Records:
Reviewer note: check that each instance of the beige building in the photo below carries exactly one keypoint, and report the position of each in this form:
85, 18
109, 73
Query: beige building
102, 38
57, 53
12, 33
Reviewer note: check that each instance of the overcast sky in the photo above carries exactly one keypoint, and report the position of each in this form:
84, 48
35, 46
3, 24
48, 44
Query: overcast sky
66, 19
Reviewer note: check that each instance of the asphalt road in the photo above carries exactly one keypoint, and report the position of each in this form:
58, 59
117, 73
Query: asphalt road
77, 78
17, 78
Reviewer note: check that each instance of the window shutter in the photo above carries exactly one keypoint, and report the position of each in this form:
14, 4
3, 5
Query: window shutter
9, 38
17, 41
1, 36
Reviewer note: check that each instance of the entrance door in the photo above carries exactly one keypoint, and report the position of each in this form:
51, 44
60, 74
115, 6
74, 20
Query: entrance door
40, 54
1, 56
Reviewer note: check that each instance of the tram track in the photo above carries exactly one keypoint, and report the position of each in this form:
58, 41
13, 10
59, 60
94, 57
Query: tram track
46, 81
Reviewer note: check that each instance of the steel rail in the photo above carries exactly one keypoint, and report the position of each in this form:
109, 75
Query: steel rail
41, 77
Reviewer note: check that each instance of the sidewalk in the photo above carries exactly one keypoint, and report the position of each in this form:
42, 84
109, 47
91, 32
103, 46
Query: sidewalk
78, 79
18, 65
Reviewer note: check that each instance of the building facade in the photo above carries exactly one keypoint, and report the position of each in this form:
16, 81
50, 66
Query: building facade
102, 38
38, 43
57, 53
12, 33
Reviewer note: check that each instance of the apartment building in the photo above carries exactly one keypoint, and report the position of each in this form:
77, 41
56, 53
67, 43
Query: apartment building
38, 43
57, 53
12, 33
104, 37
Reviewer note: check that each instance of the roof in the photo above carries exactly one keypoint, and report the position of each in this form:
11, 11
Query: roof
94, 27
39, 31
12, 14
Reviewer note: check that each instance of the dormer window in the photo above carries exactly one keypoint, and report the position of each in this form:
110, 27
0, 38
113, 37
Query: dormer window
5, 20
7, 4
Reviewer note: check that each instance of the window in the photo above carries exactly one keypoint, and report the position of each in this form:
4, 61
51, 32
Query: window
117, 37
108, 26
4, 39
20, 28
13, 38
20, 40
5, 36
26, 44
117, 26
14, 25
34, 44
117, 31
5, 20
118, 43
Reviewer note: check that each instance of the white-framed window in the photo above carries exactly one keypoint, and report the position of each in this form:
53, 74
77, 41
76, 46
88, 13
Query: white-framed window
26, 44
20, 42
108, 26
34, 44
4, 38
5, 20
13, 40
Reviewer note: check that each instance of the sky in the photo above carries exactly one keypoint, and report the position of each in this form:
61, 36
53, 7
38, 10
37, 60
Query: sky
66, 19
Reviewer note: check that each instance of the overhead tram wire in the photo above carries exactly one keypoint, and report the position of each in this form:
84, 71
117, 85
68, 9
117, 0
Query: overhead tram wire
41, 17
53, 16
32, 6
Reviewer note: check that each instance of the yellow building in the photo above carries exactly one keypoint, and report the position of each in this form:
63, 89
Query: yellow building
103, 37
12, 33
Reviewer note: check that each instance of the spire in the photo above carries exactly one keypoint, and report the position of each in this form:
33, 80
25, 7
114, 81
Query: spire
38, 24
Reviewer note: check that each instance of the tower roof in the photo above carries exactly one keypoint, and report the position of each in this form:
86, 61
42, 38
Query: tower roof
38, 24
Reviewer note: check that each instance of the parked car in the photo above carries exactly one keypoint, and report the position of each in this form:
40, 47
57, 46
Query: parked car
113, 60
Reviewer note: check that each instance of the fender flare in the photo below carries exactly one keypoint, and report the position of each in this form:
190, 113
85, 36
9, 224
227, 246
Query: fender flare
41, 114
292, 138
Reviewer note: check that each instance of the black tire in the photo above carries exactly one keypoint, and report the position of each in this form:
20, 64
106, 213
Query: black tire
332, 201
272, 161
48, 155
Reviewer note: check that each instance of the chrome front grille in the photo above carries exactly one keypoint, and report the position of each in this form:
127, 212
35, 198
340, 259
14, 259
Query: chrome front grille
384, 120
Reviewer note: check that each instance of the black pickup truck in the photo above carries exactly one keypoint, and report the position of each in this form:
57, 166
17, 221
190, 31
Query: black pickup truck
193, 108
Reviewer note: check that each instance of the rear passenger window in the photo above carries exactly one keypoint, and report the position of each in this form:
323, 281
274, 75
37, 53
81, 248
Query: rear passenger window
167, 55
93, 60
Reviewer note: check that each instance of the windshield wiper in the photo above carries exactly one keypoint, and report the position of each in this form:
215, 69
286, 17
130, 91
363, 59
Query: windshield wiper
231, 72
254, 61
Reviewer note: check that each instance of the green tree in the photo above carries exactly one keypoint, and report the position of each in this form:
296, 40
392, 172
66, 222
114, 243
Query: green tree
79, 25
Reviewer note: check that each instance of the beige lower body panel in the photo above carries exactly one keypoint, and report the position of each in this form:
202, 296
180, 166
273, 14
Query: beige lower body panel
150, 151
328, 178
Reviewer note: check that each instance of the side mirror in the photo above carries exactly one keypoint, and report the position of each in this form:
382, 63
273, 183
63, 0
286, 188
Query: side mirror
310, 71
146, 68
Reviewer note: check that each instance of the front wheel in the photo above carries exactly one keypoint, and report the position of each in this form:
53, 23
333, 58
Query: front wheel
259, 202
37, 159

- _What the exercise asks_
Return exactly the lines from the one containing "Reviewer note: check that each instance of the fender" to the last line of the data, and nothing more.

- _Response to the exercise_
Reviewer note: check that each instance of the fender flare in the photo below carries exactly one keypoint, and report the position of each in this form:
190, 113
85, 36
9, 224
227, 246
Query: fender flare
41, 114
292, 138
Reviewer note: check that each instance of the black tire in the photo above carries exactly one keypoint, and report the position of each in this form:
20, 64
106, 213
Query: black tire
332, 201
272, 161
48, 155
Reviewer note: check that each instance of the chrome front grille in the photo above carries exactly one keypoint, and report the position of each in this form:
127, 212
35, 198
340, 259
14, 259
Query: chrome front grille
384, 120
Reviewer note: check that each instance of the black pickup truck in the photo above carries exactly one keypoint, and report the position of each in this form:
57, 166
17, 221
190, 31
Query: black pickup truck
193, 108
Reviewer note: check that each instance of the rear passenger window in the photo above carries exactly one keypoint, and report the position of each in this form:
323, 281
274, 75
37, 53
81, 248
Query: rear passenger window
167, 55
93, 60
Reviewer note: check that each instance of the windshield wiper in the photo above carries exactly one keypoint, and report the position of each in this form:
215, 69
286, 17
130, 91
363, 59
Query: windshield wiper
231, 72
254, 61
Reviewer note: check that each instance of the green tree in the photo above carries exactly one keypoint, and report the position of each in this form:
296, 40
392, 172
66, 222
114, 243
Query: green tree
79, 25
Reviewer note: check that each instance of the beige lower body panel in the photo above carries exactly one keypoint, and report the position of each in this form:
202, 296
180, 166
273, 14
Query: beige lower body panel
150, 151
328, 178
Reviewer note: check that each instance of the side mirror in the photo above carries exactly one keypoint, and report the position of each in this form:
382, 63
273, 183
63, 0
286, 188
Query: side mirror
310, 71
146, 68
Reviewer note: check that each instance of the front wheel in the photo above carries exactly one keypoint, and report the position of each in this form:
53, 23
333, 58
Query: front wheel
259, 202
37, 159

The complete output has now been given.